Loudoun County to Study Green Energy Buying Options

The Board of Supervisors has set the county staff to work on an analysis of the costs and benefits, as well as the legal questions, around options to shift the balance of energy in Loudoun toward renewables.

One is called a Power Purchase Agreement, in which a company arranges for the installation of renewable energy generation such as solar panels on a customer’s property—Loudoun County-owned facilities—at little or no cost to the customer. The company then sells the power it generates to the host customer at a rate generally lower than electric utility prices, in turn receiving that income and any applicable tax credits. Supervisors directed county staff members to issue a request for proposals for power purchase agreements.

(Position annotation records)
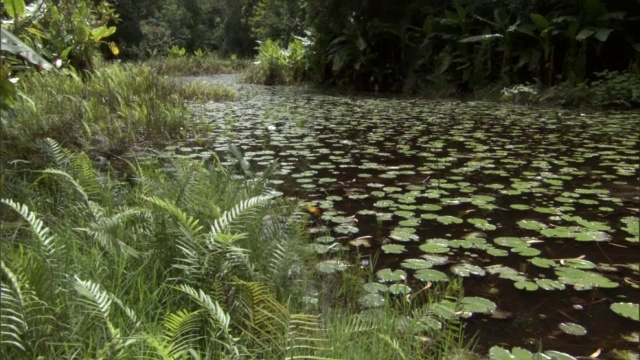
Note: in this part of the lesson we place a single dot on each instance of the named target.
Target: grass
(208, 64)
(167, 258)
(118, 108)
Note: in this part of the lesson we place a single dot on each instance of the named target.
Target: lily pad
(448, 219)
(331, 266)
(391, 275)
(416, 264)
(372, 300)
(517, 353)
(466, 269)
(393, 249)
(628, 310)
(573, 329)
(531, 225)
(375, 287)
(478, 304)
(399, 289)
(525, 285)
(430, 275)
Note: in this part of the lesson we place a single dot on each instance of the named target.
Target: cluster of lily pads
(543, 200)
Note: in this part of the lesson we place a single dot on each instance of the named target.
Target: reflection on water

---

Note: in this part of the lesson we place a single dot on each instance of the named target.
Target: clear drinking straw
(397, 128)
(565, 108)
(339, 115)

● **What needs to be done**
Render this sentence from the Loudoun County green energy text in Spanish: "Supervisors directed county staff members to issue a request for proposals for power purchase agreements." The material has no connection to the text about green energy in Loudoun County.

● **Solution**
Los supervisores ordenaron al personal del condado emitir una solicitud de propuestas para acuerdos de compra de energía.